## BEGIN
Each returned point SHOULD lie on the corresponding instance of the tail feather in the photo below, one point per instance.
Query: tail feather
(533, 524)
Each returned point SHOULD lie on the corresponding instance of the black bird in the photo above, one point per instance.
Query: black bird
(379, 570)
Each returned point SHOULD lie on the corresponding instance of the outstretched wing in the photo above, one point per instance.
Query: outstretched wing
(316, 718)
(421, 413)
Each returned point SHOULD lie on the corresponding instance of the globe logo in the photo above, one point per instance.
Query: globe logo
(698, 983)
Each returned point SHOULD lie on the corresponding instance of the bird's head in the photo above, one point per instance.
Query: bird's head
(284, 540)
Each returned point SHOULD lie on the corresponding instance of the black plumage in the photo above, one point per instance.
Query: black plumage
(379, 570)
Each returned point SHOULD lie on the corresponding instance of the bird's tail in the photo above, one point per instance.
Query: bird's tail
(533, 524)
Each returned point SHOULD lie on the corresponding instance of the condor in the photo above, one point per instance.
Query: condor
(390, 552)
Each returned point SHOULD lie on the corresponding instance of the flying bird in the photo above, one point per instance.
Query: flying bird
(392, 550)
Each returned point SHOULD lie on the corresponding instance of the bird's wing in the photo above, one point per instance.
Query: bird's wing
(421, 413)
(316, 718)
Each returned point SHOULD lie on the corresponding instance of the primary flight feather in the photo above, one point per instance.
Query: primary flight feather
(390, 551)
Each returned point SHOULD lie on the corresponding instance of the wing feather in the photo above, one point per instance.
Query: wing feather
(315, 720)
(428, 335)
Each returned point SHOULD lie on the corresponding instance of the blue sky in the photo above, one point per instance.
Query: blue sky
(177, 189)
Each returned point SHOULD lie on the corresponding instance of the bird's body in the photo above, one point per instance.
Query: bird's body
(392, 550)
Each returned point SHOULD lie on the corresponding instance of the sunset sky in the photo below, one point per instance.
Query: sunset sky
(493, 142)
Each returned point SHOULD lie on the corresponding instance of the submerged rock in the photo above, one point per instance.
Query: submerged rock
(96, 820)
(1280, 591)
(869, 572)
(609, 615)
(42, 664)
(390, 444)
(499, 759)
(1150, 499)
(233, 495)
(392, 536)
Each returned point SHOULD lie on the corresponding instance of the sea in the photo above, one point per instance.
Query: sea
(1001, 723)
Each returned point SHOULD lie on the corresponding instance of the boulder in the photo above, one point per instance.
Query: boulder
## END
Type the whole listing again, unaltered.

▶ **EXERCISE RESPONSE**:
Each returned point SHOULD lie on the corresponding instance of the tail feather in the photo below, one point per instance.
Query: tail feather
(533, 524)
Each returned point SHOULD lie on the corresponding instance of the black bird in the photo above, one point per instance.
Query: black bird
(379, 570)
Each returned point SHOULD lie on the corresponding instance of the outstretched wing in the photo above, one point per instance.
Query: outstretched wing
(316, 718)
(421, 413)
Each returned point SHOULD lie on the corresponding instance of the globe logo in the photo above, one point per instance.
Query: globe logo
(698, 983)
Each returned point SHOULD lie on the corresponding instance of the bird's head in the photo above, one point per instance.
Query: bird's head
(284, 540)
Each returned point SHOULD lie on the corresponding instance of the black plumage in the photo above, one point per instance.
Query: black plumage
(379, 570)
Each returned point SHOULD lie on the corresponding instance of the bird's tail in the photo above, one point per instance.
Query: bird's tail
(533, 524)
Each returned point SHOULD lie on the corresponding instance of the condor in the photo above, one point per instance.
Query: condor
(390, 552)
Each returned point SHOULD lie on the corresponding instance of the flying bird in the photo above, one point per instance.
Query: flying bird
(392, 550)
Each returned point SHOULD lie on the corresponding instance of the bird's wing in the photo above, one point per instance.
Query: bird's wing
(421, 413)
(316, 718)
Each returned point SHOULD lie on the corresponding instance of the primary flight feather in the photo above, one point per instance.
Query: primary flight feather
(390, 551)
Each returned point SHOULD lie on the corresponding instance of the wing feather in the photo above, one point per instance.
Query: wing feather
(315, 720)
(428, 335)
Each returned point SHOULD lie on the corresponding instance of the blue sky in the photo above, one point per instance.
Query: blue sky
(177, 189)
Each returned point SHOULD lie on the corresponding instance of the bird's body in the photo above, one point per instance.
Query: bird's body
(392, 550)
Each returned point SHOULD lie on the corresponding instance of the sunset sky in the photo below, one point per instance.
Query: sunset sky
(493, 142)
Each returned point SHOULD lie on the corresponding instance of the submerged rock in the photo above, one point per instance.
Query: submerged rock
(96, 820)
(1280, 591)
(869, 572)
(609, 615)
(42, 664)
(390, 444)
(499, 759)
(1150, 499)
(233, 495)
(392, 536)
Each returned point SHOULD lie on the corresponding instance of the sea in the photo above, one point per instance.
Query: sea
(1001, 723)
Each returned point SHOULD lie on the corresponding instance of the boulder in the photo above, one point per instance.
Query: boulder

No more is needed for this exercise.